## SET TASK
Reproduce exactly the lines beginning with the line that contains "of the lamp" and ending at the final line of the material below.

Point labeling dataset excerpts:
----

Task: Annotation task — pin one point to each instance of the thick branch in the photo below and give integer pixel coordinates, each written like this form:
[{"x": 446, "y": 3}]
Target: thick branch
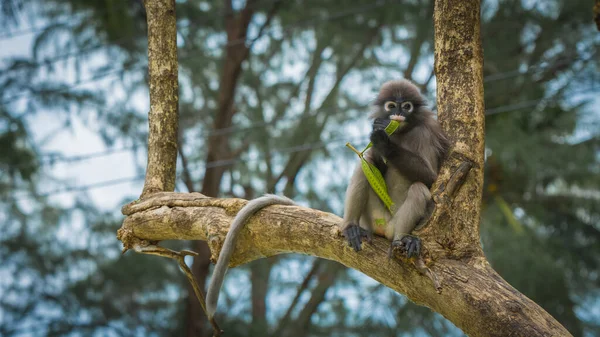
[
  {"x": 459, "y": 75},
  {"x": 164, "y": 96},
  {"x": 474, "y": 296}
]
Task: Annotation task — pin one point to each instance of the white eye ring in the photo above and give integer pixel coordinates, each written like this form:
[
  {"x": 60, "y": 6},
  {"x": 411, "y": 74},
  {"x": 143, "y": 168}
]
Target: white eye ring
[{"x": 389, "y": 105}]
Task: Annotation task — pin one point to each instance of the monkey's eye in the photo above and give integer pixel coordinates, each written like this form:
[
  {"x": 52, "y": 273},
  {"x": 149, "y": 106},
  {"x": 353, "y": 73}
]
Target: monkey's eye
[
  {"x": 407, "y": 106},
  {"x": 389, "y": 105}
]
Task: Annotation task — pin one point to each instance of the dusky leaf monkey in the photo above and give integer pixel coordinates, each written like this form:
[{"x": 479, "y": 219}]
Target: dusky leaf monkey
[
  {"x": 412, "y": 155},
  {"x": 216, "y": 281},
  {"x": 409, "y": 161}
]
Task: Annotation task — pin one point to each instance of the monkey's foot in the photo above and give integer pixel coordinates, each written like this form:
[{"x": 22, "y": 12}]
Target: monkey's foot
[
  {"x": 379, "y": 138},
  {"x": 354, "y": 234},
  {"x": 408, "y": 245}
]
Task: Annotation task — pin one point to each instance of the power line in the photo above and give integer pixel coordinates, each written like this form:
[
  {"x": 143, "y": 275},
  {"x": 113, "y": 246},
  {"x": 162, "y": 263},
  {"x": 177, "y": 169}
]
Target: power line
[
  {"x": 102, "y": 11},
  {"x": 267, "y": 31},
  {"x": 281, "y": 151},
  {"x": 289, "y": 150},
  {"x": 51, "y": 158}
]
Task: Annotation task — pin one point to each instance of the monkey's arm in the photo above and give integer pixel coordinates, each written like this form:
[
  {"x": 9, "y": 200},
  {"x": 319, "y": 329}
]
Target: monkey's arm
[
  {"x": 354, "y": 206},
  {"x": 409, "y": 164},
  {"x": 216, "y": 282}
]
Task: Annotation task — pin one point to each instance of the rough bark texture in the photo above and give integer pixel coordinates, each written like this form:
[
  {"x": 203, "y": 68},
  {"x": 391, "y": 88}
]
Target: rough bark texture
[
  {"x": 164, "y": 96},
  {"x": 453, "y": 276},
  {"x": 597, "y": 14},
  {"x": 473, "y": 295}
]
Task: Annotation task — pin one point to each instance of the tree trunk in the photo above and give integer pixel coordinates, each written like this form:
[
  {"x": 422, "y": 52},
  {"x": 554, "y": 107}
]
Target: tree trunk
[
  {"x": 471, "y": 295},
  {"x": 452, "y": 277},
  {"x": 164, "y": 97}
]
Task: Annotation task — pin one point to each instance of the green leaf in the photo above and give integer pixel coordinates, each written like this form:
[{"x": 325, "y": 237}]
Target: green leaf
[{"x": 374, "y": 176}]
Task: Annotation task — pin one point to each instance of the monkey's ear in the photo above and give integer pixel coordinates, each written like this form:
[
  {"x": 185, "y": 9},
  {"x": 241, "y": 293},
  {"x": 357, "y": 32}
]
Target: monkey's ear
[{"x": 378, "y": 112}]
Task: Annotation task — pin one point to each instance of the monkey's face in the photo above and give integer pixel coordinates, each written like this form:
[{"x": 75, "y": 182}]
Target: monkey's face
[{"x": 398, "y": 100}]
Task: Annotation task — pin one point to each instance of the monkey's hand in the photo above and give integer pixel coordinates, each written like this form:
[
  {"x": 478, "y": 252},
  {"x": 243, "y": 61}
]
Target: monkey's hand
[
  {"x": 380, "y": 123},
  {"x": 409, "y": 245},
  {"x": 381, "y": 143},
  {"x": 354, "y": 234}
]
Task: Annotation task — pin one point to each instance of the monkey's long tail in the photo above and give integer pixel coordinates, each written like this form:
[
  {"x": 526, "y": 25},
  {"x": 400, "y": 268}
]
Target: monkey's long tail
[{"x": 212, "y": 296}]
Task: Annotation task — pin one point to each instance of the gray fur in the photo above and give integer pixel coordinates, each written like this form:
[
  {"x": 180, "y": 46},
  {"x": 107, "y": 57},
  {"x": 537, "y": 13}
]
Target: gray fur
[
  {"x": 216, "y": 282},
  {"x": 425, "y": 138}
]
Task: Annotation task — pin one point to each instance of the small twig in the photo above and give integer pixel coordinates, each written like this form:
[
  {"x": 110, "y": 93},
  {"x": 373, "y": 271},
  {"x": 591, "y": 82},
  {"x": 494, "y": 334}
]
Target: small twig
[{"x": 180, "y": 257}]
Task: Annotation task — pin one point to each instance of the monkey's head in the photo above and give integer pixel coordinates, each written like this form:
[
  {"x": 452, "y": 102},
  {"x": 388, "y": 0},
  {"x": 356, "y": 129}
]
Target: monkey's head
[{"x": 399, "y": 100}]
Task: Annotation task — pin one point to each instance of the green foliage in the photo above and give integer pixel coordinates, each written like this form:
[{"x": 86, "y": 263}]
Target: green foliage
[{"x": 302, "y": 94}]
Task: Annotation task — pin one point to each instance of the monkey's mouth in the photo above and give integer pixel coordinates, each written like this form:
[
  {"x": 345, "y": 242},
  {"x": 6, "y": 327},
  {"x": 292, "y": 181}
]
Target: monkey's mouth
[{"x": 398, "y": 118}]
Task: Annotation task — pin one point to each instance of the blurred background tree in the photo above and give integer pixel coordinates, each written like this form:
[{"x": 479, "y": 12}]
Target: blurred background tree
[{"x": 270, "y": 92}]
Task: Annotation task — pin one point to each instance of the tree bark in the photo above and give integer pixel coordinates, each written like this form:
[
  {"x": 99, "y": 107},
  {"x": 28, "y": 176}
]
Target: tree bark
[
  {"x": 452, "y": 277},
  {"x": 164, "y": 97},
  {"x": 473, "y": 296}
]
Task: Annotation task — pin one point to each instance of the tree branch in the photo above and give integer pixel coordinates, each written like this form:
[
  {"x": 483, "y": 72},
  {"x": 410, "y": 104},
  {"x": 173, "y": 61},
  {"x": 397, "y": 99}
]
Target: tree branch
[
  {"x": 164, "y": 97},
  {"x": 473, "y": 296}
]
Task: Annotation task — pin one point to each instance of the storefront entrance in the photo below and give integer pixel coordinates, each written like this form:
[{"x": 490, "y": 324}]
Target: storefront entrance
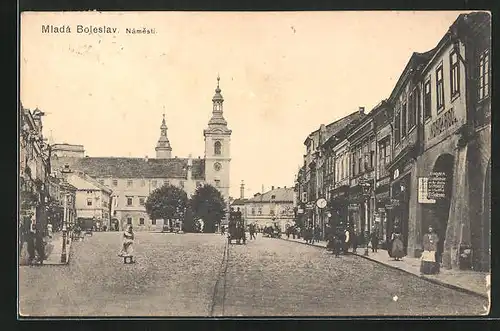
[{"x": 441, "y": 209}]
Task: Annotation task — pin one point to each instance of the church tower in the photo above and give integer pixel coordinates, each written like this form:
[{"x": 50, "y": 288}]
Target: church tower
[
  {"x": 163, "y": 149},
  {"x": 217, "y": 146}
]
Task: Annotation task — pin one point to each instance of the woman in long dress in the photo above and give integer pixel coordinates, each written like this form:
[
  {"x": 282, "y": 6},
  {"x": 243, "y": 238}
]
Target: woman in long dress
[
  {"x": 397, "y": 248},
  {"x": 128, "y": 242}
]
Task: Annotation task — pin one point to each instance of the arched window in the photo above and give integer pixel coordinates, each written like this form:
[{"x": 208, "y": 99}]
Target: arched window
[{"x": 217, "y": 148}]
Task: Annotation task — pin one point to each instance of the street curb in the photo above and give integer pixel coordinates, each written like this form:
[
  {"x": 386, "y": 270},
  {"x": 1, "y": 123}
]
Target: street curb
[{"x": 431, "y": 280}]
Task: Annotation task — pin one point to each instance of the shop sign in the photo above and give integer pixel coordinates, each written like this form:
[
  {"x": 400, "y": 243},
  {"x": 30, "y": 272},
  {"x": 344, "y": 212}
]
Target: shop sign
[
  {"x": 423, "y": 191},
  {"x": 443, "y": 124},
  {"x": 436, "y": 185},
  {"x": 353, "y": 206}
]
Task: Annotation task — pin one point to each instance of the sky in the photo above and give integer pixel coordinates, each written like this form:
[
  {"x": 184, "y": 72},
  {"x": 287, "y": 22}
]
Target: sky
[{"x": 282, "y": 74}]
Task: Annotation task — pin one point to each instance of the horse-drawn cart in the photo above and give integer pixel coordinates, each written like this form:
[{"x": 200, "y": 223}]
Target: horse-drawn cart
[{"x": 236, "y": 228}]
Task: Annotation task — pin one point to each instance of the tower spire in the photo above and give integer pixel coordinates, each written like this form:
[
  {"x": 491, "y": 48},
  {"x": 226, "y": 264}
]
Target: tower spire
[
  {"x": 163, "y": 148},
  {"x": 217, "y": 119}
]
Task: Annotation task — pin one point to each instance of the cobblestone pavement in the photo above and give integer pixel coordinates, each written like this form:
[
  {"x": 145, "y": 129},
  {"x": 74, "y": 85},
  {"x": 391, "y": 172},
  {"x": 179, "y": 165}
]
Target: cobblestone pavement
[
  {"x": 187, "y": 275},
  {"x": 174, "y": 276},
  {"x": 276, "y": 277}
]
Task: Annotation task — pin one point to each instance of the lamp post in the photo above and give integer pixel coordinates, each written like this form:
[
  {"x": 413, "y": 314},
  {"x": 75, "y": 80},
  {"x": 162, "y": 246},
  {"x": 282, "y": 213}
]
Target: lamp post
[
  {"x": 366, "y": 186},
  {"x": 64, "y": 229}
]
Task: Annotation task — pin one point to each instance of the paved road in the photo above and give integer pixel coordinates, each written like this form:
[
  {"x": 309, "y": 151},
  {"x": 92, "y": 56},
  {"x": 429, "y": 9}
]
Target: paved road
[
  {"x": 183, "y": 275},
  {"x": 174, "y": 275}
]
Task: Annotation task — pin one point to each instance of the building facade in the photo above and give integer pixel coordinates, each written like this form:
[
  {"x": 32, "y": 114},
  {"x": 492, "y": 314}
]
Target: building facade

----

## TASK RESPONSE
Task: Annotation task — pin one point to each instance of the lamp post in the photo above and give integer pixel coordinates, each written like this form:
[
  {"x": 413, "y": 314},
  {"x": 75, "y": 80},
  {"x": 162, "y": 246},
  {"x": 282, "y": 213}
]
Target: lamp post
[
  {"x": 366, "y": 186},
  {"x": 64, "y": 229}
]
Task: Annotation task — pin one point to each instance of the paved road in the photo above and give integer pixel coordinates, each written like this form:
[
  {"x": 309, "y": 151},
  {"x": 92, "y": 56},
  {"x": 429, "y": 9}
]
Target: paved road
[
  {"x": 183, "y": 275},
  {"x": 174, "y": 275}
]
Task: Annotation task — pin one point to each instance of the building facade in the photo above and give integer pixel coordinates, each written like this form:
[
  {"x": 32, "y": 114},
  {"x": 492, "y": 314}
]
Target: building facade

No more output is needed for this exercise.